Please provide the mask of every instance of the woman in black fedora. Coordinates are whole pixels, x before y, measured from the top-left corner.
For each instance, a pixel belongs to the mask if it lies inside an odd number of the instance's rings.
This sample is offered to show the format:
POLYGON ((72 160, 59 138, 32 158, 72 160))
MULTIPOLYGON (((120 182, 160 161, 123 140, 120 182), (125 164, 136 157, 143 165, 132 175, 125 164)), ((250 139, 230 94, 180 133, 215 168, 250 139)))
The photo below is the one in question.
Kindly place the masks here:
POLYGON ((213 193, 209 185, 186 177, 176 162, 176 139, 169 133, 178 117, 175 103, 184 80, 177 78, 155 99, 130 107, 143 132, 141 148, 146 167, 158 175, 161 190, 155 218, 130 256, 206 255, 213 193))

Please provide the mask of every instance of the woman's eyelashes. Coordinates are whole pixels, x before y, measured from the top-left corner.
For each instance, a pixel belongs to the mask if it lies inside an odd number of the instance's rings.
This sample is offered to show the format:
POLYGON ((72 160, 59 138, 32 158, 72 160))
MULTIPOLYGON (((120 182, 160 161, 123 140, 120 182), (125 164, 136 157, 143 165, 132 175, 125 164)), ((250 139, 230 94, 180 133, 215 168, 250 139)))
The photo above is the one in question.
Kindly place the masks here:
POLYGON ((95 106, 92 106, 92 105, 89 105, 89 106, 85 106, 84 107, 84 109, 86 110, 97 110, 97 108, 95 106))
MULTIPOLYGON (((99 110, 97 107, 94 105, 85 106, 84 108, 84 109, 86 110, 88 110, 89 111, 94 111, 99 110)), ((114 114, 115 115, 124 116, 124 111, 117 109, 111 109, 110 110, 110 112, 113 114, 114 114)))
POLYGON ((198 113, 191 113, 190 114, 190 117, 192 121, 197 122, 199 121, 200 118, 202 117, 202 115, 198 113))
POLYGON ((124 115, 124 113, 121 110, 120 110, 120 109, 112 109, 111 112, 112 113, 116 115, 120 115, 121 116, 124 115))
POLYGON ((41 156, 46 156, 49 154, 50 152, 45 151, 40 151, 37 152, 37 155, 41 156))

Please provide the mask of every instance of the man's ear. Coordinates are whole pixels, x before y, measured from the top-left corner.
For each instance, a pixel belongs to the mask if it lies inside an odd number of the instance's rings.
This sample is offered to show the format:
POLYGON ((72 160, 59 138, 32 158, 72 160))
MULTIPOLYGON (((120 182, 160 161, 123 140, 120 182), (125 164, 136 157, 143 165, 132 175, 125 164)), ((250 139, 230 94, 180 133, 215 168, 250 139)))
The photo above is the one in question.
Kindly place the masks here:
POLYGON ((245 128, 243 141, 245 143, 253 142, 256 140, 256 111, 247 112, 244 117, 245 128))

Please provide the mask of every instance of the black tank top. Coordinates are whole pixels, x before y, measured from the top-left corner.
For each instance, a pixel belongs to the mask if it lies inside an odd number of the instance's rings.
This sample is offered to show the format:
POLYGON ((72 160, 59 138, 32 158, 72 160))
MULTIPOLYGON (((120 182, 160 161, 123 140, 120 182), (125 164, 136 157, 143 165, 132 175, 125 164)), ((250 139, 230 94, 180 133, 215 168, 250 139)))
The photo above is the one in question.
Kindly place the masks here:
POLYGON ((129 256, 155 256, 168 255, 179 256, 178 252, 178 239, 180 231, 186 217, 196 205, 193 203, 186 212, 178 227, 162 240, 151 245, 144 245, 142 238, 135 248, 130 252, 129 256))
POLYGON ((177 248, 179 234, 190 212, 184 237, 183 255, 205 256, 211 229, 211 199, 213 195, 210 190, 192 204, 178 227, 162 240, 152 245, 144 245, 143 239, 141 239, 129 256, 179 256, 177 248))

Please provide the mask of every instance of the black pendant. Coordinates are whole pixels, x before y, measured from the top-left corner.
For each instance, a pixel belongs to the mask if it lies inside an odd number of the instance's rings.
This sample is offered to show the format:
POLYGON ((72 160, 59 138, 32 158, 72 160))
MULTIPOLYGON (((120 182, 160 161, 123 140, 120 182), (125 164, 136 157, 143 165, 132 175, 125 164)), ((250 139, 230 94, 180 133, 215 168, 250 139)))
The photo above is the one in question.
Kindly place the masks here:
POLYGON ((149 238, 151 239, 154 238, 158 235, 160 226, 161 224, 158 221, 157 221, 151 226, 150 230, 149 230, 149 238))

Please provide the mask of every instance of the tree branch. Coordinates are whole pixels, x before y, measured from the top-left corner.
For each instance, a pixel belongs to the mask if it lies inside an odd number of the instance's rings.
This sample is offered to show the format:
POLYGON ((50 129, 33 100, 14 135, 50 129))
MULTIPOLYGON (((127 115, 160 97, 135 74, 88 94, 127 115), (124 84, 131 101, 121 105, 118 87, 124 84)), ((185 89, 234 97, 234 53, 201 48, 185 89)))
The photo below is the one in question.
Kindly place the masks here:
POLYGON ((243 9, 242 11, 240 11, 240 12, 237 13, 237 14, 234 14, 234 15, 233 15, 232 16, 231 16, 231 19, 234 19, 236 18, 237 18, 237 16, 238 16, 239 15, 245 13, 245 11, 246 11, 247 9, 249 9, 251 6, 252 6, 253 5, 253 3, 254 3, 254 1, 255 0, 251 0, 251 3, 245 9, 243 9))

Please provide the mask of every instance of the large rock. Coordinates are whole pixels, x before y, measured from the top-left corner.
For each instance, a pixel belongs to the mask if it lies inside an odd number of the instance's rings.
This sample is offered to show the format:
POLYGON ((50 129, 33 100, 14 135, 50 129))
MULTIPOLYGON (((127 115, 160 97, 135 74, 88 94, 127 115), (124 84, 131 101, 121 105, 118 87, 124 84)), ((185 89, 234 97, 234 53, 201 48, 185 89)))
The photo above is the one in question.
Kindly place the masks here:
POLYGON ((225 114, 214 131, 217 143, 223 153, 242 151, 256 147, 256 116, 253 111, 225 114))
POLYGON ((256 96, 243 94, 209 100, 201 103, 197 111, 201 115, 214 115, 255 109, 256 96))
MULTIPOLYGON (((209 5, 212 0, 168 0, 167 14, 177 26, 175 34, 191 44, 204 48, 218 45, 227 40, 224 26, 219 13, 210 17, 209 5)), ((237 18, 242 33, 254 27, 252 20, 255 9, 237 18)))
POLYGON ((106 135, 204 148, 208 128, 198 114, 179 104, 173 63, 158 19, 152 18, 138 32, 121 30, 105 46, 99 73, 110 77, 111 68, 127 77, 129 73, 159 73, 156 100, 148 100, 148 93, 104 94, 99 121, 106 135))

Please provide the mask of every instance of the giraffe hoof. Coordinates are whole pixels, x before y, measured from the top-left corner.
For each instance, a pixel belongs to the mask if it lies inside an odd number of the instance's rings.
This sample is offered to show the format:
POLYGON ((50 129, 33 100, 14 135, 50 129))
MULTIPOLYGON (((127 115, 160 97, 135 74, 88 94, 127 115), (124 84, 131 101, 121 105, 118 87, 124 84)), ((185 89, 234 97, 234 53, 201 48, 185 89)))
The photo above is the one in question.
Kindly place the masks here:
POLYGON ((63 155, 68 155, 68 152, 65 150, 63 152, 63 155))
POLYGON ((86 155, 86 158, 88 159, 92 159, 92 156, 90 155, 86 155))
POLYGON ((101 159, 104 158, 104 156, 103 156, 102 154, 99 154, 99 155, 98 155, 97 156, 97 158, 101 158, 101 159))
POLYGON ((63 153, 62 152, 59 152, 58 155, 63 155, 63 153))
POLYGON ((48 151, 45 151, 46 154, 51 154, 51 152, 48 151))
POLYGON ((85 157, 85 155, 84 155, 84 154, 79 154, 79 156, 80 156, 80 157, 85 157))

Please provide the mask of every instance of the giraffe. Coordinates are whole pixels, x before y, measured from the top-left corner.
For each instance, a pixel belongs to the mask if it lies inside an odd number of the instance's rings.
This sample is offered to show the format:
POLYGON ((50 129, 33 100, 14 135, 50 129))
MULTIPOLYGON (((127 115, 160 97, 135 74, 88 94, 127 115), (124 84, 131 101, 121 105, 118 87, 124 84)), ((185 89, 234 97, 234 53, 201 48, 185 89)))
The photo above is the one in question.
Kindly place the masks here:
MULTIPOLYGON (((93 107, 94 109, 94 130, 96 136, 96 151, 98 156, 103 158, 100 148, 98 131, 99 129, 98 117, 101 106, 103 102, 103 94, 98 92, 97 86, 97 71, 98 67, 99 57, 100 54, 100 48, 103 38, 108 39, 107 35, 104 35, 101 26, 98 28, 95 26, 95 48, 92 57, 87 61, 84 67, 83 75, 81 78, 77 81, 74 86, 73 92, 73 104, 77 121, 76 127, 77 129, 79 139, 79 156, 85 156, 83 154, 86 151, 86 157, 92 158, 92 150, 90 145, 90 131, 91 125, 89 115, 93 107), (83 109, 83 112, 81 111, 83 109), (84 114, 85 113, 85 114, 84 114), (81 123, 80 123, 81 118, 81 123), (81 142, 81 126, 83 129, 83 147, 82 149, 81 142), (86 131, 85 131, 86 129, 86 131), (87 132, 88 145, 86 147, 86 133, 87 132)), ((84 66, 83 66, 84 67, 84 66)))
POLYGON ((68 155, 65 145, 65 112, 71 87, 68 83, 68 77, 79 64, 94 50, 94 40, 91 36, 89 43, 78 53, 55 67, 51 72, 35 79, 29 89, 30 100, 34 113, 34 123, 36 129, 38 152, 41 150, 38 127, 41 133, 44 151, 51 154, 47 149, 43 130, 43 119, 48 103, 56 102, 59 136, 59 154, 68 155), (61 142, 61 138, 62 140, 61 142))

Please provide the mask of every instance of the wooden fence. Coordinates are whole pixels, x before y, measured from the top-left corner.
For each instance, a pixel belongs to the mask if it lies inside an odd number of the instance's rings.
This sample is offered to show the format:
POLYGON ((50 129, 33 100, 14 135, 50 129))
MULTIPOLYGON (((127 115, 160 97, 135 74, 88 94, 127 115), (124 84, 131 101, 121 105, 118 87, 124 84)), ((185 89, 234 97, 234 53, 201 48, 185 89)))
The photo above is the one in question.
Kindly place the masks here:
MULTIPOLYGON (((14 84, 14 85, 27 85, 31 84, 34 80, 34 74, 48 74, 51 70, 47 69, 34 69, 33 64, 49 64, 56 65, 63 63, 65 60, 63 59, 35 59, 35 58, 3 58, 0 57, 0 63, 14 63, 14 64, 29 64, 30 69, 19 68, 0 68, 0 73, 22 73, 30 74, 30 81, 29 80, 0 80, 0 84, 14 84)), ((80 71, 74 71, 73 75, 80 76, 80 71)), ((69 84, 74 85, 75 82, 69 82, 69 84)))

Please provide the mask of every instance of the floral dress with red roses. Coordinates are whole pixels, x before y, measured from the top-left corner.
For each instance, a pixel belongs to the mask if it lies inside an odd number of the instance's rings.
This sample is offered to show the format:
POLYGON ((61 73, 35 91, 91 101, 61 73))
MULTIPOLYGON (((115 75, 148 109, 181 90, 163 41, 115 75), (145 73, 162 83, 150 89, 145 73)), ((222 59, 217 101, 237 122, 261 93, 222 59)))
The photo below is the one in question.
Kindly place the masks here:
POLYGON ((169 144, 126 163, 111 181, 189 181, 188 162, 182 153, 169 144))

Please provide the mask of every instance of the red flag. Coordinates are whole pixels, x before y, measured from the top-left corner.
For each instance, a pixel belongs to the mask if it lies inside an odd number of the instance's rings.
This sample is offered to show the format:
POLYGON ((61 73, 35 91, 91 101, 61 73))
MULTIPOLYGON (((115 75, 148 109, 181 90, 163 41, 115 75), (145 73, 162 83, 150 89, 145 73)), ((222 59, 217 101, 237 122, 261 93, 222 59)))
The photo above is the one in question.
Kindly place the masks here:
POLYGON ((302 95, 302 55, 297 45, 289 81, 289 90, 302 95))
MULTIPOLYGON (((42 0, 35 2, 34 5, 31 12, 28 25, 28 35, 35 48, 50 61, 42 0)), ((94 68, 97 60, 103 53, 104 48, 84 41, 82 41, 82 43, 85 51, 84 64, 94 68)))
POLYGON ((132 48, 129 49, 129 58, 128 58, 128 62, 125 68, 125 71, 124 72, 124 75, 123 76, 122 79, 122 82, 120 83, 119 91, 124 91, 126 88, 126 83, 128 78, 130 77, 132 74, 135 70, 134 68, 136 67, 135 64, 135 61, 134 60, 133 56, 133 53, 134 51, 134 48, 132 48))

⁂

PROBLEM STATEMENT: Rewrite the lines starting at the one containing "Please provide the mask of every instance of the wooden" and ending at the one containing "MULTIPOLYGON (((14 84, 14", requests included. Increase every coordinate in the answer polygons by 149, and leave the requests and their format samples unchanged.

THE RESPONSE:
Please provide the mask of every instance of the wooden fence. Coordinates are whole pixels, x before y, measured from the top-left corner.
For each instance, a pixel belongs to the mask if it lies inside an odd number of the instance's rings.
This sample is offered to show the format:
POLYGON ((50 129, 33 100, 14 135, 50 129))
MULTIPOLYGON (((127 115, 160 97, 135 74, 88 94, 127 115), (124 84, 131 101, 121 105, 118 87, 124 84)), ((185 89, 234 97, 234 53, 201 48, 185 89)))
The photo above is the one in question.
Kindly place the masks here:
MULTIPOLYGON (((163 233, 163 234, 176 234, 180 233, 183 229, 183 223, 197 223, 200 219, 196 218, 183 218, 182 213, 198 213, 205 214, 212 212, 214 209, 212 208, 184 208, 184 207, 152 207, 149 206, 149 212, 163 212, 163 213, 178 213, 179 218, 168 217, 149 217, 149 222, 171 222, 179 223, 179 230, 178 229, 149 229, 149 233, 163 233)), ((229 220, 223 220, 222 224, 229 225, 229 220)), ((218 233, 223 234, 224 231, 218 231, 218 233)))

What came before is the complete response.